[Source text]
.....
Showing posts with label Days. Show all posts
Showing posts with label Days. Show all posts

Wednesday, February 25, 2009

Ash Wednesday

In the Western Christian calendar, Ash Wednesday is the first day of Lent and occurs forty-six days (forty days not counting Sundays) before Easter. It falls on a different date each year, because it is dependent on the date of Easter; it can occur as early as February 4 or as late as March 10.
http://en.wikipedia.org/wiki/Ash_wednesday

Monday, February 16, 2009

Abraham Lincoln

Today is President's Day, the day we honor our nation's Chief Executive. The modern American president is an odd combination of prime minister, preacher, and king. We don't like to admit the king part but, our president is treated more royally than any European PM.

One year ago, I devoted the President's Day post to George Washington. Today, since it is the celebration of the bicentennial of Abraham Lincoln's birth, I will say a few words about my second favorite President.

In passing, I should say that George Washington receives top honors on this day because his presence at the Constitutional Convention in 1787 was considered a tacit approval of the Convention's ambitious and revolutionary plans. His absence would have made the necessary perseverance to Union improbable, and the compromises necessary for a ratification impossible. And the unanimous support for his presidency raises him to a different level.

So much has been said about Abraham Lincoln that one wonders how to separate the truth from the fiction. A search on Amazon's books for "Abraham Lincoln" returns 62,000 results, exceeded only by George Washington with 90,000. But Lincoln's books are more polemic and less biographical, his every decision has been evaluated and interpreted by every imaginable scholastic discipline, including, theologians, historians and business consultants, and some not so scholarly, like psycho-therapists and astrologers. Everyone wants to claim him as one of their own.

Abe Lincoln was, as they say, a common man for uncommon times. His first childhood home, the log cabin, was barely big enough for the family to sleep in. He received little formal education, and worked as a rail splitter and store clerk before teaching himself the law by reading Blackstone's Commentary on Law. His favorite Bible to read was the Authorized Version or "King James" version from which he learned proper English and probably and his classic writing style. Not all presidents come from the privileged families, even today. Reagan certainly did not, and Hope, Arkansas isn't exactly the Hamptons. Our current President has as unlikely a childhood as can be imagined in Presidential preparation. Americans naturally like the scrapper, the outsider, and the untainted, which, if I may digress for a moment, is one of the hopeful American qualities, that is, the recognition of personal accomplishment as a virtue to be admired and rewarded.
.....
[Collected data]
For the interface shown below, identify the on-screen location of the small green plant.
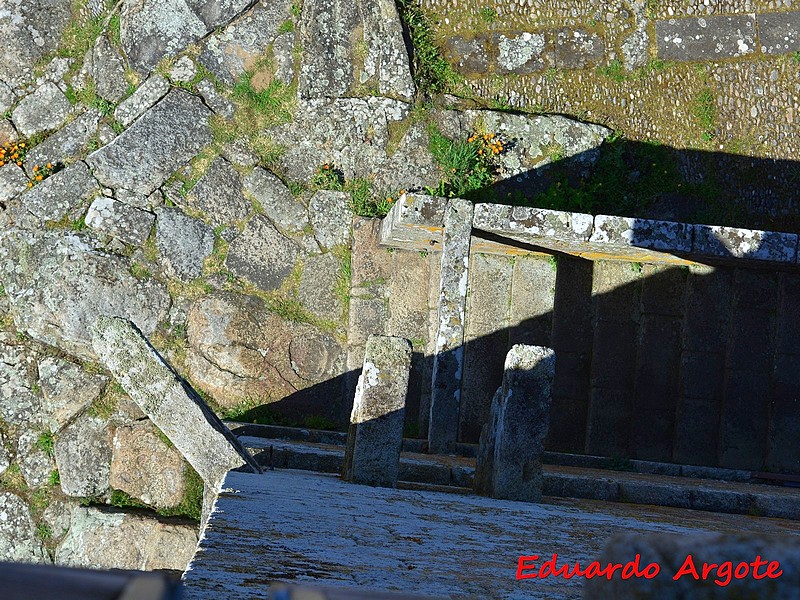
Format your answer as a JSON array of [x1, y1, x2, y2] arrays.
[[693, 87, 717, 142], [478, 6, 500, 25], [36, 431, 55, 456], [397, 0, 461, 98], [597, 60, 627, 83]]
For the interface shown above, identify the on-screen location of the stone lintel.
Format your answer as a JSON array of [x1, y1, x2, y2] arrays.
.....
Transcribe the entire blog page on Ash Wednesday and Abraham Lincoln shown above, reproducing it without any changes.

[Result for this exercise]
Showing posts with label Days. Show all posts
Showing posts with label Days. Show all posts

Wednesday, February 25, 2009

Ash Wednesday

In the Western Christian calendar, Ash Wednesday is the first day of Lent and occurs forty-six days (forty days not counting Sundays) before Easter. It falls on a different date each year, because it is dependent on the date of Easter; it can occur as early as February 4 or as late as March 10.
http://en.wikipedia.org/wiki/Ash_wednesday

Monday, February 16, 2009

Abraham Lincoln

Today is President's Day, the day we honor our nation's Chief Executive. The modern American president is an odd combination of prime minister, preacher, and king. We don't like to admit the king part but, our president is treated more royally than any European PM.

One year ago, I devoted the President's Day post to George Washington. Today, since it is the celebration of the bicentennial of Abraham Lincoln's birth, I will say a few words about my second favorite President.

In passing, I should say that George Washington receives top honors on this day because his presence at the Constitutional Convention in 1787 was considered a tacit approval of the Convention's ambitious and revolutionary plans. His absence would have made the necessary perseverance to Union improbable, and the compromises necessary for a ratification impossible. And the unanimous support for his presidency raises him to a different level.

So much has been said about Abraham Lincoln that one wonders how to separate the truth from the fiction. A search on Amazon's books for "Abraham Lincoln" returns 62,000 results, exceeded only by George Washington with 90,000. But Lincoln's books are more polemic and less biographical, his every decision has been evaluated and interpreted by every imaginable scholastic discipline, including, theologians, historians and business consultants, and some not so scholarly, like psycho-therapists and astrologers. Everyone wants to claim him as one of their own.

Abe Lincoln was, as they say, a common man for uncommon times. His first childhood home, the log cabin, was barely big enough for the family to sleep in. He received little formal education, and worked as a rail splitter and store clerk before teaching himself the law by reading Blackstone's Commentary on Law. His favorite Bible to read was the Authorized Version or "King James" version from which he learned proper English and probably and his classic writing style. Not all presidents come from the privileged families, even today. Reagan certainly did not, and Hope, Arkansas isn't exactly the Hamptons. Our current President has as unlikely a childhood as can be imagined in Presidential preparation. Americans naturally like the scrapper, the outsider, and the untainted, which, if I may digress for a moment, is one of the hopeful American qualities, that is, the recognition of personal accomplishment as a virtue to be admired and rewarded.